***** DATA TO USE

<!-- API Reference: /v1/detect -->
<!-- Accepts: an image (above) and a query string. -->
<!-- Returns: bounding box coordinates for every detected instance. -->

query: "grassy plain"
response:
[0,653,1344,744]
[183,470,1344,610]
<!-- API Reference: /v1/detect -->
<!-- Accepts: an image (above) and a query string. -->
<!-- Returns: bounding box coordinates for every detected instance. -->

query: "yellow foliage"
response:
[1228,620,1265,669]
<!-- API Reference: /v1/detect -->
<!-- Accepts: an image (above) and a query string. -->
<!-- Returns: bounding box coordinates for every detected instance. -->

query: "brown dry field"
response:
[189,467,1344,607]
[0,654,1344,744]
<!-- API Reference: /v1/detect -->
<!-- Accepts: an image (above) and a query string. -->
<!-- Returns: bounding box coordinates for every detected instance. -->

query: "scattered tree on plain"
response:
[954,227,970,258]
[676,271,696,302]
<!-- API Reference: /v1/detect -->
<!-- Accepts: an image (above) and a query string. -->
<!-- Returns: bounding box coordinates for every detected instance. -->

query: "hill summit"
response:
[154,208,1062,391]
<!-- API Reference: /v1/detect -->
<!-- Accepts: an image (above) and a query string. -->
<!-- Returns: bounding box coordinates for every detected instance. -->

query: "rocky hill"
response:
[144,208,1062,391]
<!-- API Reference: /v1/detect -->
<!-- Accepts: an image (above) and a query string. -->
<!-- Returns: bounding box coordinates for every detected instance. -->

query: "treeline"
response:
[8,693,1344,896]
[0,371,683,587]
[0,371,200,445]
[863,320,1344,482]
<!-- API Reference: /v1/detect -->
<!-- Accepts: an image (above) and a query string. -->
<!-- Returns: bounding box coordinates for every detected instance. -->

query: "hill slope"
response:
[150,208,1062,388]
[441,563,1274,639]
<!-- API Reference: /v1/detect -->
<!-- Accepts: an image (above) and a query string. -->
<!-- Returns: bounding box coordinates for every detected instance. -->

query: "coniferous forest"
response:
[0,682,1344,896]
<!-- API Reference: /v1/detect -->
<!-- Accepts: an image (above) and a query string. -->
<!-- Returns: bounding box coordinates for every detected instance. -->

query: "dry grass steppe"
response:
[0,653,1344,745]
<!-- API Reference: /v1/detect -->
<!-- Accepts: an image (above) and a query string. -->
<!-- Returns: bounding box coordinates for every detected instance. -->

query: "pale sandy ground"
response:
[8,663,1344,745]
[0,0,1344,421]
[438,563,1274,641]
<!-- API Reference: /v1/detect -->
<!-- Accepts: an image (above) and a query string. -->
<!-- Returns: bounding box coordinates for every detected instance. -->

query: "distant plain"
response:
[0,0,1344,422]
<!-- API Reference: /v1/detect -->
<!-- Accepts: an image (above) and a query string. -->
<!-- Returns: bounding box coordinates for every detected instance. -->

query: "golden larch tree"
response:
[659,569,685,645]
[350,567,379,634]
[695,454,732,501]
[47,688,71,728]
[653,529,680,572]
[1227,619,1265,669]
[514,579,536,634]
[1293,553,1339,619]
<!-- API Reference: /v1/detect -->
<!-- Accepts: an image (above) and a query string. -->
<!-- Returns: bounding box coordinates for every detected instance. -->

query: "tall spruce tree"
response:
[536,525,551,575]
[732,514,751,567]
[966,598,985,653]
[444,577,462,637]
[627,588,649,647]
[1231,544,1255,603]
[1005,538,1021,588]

**********

— WHAT YOU SHOULD DO —
Gather every line in the entries above that contains the word "hill", and list those lines in the order they appear.

— OUTPUT —
query: "hill summit"
query: "rocky hill"
query: "hill slope"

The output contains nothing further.